Checkpointer memory leak
TLDR; version 0.11.8 works, latest is leaking (haven't tested with versions in-between).
I've originally opened an issue about this at https://github.com/google-deepmind/gemma/issues/354 but nailed it down to the current latest orbax-checkpoint (v0.11.19):
Running lora.py:
python -m kauldron.main --cfg=lora.py --cfg.workdir=/tmp/ckpt_lora
Prints out warnings like
replica_slices.py:419] Transferring arrays to host memory with options: use_replica_parallel=True, enable_pinned_host_transfer=True
W external/xla/xla/stream_executor/integrations/stream_executor_allocator.cc:66] could not allocate pinned host of size: 4294967296
...
RAM (not VRAM) grows rapidly and indefinitely.
Disabling checkpointer in the config eliminates the leak.
Versions: gemma: 3.0.2 jax: 0.6.2 orbax-checkpoint: 0.11.19 kauldron: 1.2.2 NVIDIA Driver Version: 570.124.06 CUDA Version: 12.8
After doing a quick search through issues over here, I saw #1713 refers to use_replica_parallel which I then found in the CHANGELOG re-enabled in version 0.11.9. I decided to install 0.11.8 instead and re-ran the experiment, voila! checkpointing works normally now.
-.-.-
[DIRECTIVES]:
#1 In the checkpointer memory leak report, which orbax-checkpoint version does the author say works without the leak?
#2 Carry the checkpointer memory leak report forward from its final sentence.
-.-.-
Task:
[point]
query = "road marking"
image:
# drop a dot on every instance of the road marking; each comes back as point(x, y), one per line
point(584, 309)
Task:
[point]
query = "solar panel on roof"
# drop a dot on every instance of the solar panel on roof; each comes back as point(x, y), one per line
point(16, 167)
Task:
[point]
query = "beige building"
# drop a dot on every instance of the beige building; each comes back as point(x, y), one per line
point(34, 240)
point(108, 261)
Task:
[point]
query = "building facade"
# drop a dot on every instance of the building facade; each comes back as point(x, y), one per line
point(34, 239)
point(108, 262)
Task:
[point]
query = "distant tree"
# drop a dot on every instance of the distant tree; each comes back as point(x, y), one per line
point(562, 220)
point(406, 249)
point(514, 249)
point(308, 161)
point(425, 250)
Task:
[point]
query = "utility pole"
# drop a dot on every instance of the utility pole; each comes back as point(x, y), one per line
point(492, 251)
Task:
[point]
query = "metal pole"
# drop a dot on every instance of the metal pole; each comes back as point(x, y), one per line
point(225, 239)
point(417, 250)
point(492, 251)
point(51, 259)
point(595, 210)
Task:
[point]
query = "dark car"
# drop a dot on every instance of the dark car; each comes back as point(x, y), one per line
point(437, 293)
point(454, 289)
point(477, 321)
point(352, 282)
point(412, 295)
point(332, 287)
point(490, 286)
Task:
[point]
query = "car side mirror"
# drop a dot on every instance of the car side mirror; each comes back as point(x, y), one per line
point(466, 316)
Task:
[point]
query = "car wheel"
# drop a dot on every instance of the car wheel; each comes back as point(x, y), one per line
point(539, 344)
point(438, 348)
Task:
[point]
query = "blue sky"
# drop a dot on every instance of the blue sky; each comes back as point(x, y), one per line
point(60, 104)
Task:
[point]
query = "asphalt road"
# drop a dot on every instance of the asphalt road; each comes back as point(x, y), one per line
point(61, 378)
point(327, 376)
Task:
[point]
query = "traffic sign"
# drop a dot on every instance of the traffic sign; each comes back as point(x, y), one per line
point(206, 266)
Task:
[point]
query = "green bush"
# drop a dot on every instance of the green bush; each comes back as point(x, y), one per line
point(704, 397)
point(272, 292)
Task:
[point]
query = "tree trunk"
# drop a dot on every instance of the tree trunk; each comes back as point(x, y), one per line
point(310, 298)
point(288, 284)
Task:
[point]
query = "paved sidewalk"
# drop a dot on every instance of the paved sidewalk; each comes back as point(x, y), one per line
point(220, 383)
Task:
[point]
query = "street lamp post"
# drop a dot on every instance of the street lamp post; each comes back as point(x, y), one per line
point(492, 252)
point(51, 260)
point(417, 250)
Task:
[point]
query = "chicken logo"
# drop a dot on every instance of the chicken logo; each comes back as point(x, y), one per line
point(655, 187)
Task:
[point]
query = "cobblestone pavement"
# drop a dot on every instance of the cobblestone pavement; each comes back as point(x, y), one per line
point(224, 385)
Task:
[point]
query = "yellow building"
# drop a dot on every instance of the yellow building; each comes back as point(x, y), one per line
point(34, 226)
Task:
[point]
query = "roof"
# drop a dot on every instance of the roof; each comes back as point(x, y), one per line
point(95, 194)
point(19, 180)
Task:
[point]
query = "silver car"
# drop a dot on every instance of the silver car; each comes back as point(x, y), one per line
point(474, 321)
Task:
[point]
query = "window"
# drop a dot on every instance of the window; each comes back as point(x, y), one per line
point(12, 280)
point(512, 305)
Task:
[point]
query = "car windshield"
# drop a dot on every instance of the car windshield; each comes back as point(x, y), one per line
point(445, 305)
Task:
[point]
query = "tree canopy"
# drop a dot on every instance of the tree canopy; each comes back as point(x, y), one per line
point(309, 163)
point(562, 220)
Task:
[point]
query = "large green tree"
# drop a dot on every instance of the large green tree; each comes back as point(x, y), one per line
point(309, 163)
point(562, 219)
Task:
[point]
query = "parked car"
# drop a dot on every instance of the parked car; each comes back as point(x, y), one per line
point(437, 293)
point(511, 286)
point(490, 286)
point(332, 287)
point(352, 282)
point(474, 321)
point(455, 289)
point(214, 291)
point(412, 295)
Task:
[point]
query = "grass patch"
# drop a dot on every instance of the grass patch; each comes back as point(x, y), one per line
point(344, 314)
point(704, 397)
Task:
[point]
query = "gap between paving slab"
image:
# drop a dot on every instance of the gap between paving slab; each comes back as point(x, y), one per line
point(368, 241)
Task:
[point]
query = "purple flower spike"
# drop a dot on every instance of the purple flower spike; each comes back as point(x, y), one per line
-.-.-
[EXERCISE RESPONSES]:
#1 Version 0.11.8.

#2
I also noticed that when training GEMMA3_1B_IT, the printed message say use_replica_parallel=False, enable_pinned_host_transfer=False (both are False) so seems the issue is related to one/both of these settings.
@gspschmid Could you PTAL? enable_pinned_host_transfer is only set to True for GPUs at the moment.
Both of these settings are useful performance-wise, but not critical. You can disable them if you'd prefer to be at a newer version.
Hello @sirfz , could you provide a couple more details about the exact configuration and hardware you were running? Specifically:
- How much host-side RAM did your machine have?
- Which GPU were you using, and with how much VRAM?
- Which model were you finetuning (
lora.pyspecifies the model to be Gemma3_4B, but your GitHub issue also mentions GEMMA3_1B_IT)?
I tried to reproduce this issue on a DGX 100 machine with 1 TiB of RAM and 8 80G A100 GPUs.
- A run using all 8 GPUs and Gemma3_4B finishes without any errors.
- When using just 1 GPU, I get a device OOM error (not host).
- Reducing the batch size to 2 allows the job to complete without any errors. This seems to be because when using > 1 GPU, training is run in a data-parallel manner, and the batch size parameter in
lora.pyspecifies the global batch size across all data-parallel ranks.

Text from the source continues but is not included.